▶ Supplied entries:
######

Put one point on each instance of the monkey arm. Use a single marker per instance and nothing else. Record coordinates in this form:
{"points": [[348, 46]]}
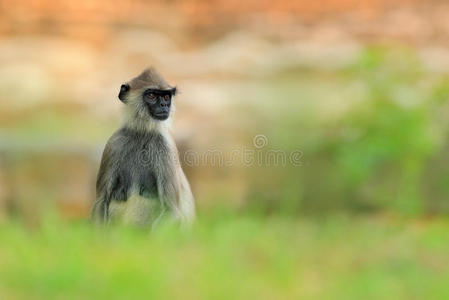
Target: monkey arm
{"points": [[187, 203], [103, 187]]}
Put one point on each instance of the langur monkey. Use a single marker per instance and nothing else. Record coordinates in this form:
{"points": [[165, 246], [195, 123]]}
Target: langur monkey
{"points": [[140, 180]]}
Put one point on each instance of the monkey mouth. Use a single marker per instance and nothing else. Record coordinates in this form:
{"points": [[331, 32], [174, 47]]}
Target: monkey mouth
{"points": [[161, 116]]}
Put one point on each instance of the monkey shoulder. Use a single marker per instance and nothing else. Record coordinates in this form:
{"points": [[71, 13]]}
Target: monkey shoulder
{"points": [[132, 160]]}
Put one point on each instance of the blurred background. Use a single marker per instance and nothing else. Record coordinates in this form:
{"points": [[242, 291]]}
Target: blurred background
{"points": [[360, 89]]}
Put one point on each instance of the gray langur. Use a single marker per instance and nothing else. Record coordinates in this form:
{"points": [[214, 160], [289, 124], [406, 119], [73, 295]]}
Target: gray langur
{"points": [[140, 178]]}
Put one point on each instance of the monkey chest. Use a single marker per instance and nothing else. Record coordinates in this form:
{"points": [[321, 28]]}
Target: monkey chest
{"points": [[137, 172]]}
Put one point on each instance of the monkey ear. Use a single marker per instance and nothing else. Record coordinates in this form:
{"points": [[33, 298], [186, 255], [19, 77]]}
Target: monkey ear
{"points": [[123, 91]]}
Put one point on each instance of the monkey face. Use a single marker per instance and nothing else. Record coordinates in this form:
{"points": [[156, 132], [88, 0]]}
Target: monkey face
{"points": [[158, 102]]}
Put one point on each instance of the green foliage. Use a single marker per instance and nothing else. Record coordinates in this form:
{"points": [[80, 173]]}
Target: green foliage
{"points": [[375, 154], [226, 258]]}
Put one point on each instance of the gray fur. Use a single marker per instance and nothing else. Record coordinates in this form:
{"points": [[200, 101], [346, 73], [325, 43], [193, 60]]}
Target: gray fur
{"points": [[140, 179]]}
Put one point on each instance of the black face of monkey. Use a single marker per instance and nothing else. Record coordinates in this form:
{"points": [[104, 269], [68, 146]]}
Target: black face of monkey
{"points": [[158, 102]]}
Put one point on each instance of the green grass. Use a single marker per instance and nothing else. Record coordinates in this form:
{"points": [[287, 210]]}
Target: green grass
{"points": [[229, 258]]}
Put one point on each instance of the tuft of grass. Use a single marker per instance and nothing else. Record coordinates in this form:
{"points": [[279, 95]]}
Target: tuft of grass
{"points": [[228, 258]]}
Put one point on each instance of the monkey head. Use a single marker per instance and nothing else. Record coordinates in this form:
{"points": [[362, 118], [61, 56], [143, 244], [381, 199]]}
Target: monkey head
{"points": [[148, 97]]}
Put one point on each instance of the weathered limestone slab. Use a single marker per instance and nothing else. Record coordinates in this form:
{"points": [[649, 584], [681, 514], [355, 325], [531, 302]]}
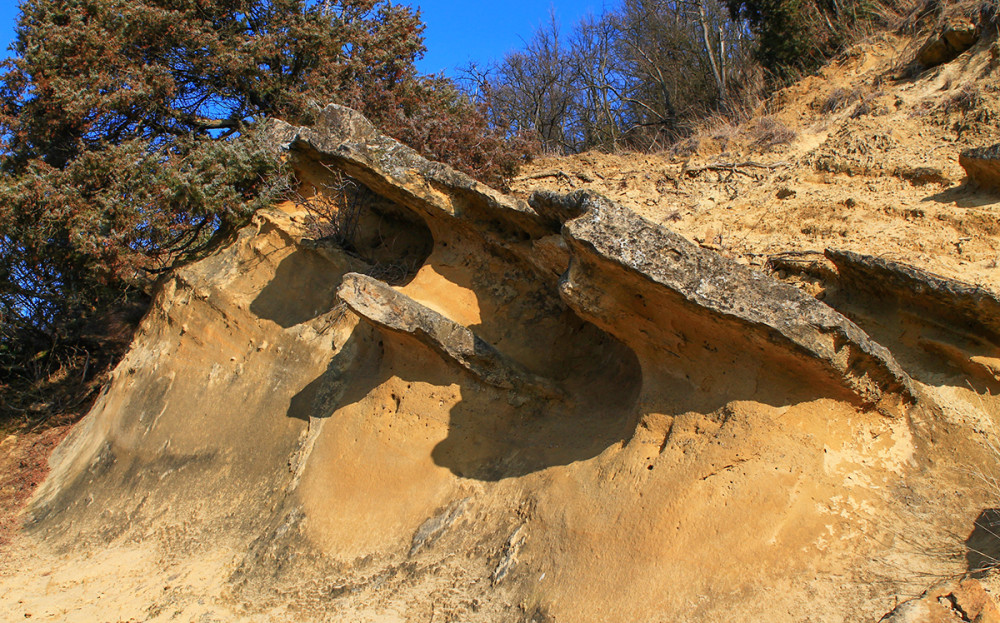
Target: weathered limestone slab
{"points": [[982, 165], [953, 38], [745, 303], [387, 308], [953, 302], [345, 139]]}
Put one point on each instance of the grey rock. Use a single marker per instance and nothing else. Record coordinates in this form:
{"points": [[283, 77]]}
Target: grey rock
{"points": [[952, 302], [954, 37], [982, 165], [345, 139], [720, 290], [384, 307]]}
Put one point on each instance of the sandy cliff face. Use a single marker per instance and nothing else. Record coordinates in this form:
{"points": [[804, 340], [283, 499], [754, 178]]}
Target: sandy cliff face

######

▶ What to work on: Your output should consist solely of the lines from the line containing "Put one point on each instance of the weathered" through the end of the data above, copied exactly, with images removed.

▶ Exercise output:
Put one point on each instance of the weathered limestone slab. Use a single marker per instance and nothing else. Record coordinates in this form:
{"points": [[649, 584], [681, 514], [355, 325], [531, 302]]}
Target: weathered limestone slab
{"points": [[982, 165], [953, 38], [745, 303], [387, 308], [953, 302], [345, 139]]}
Put one point on each instance of the grey rock. Use a single marker per instance and nothing else. Record coordinates in this form:
{"points": [[283, 77]]}
Target: grey rock
{"points": [[952, 302], [954, 37], [982, 165], [345, 139], [720, 290], [384, 307]]}
Put one point on each instance of the sandy cliff face. Use a single marker per instance and nothing else. Record coordinates in this form:
{"points": [[804, 340], [283, 499], [754, 178]]}
Target: sandy cliff face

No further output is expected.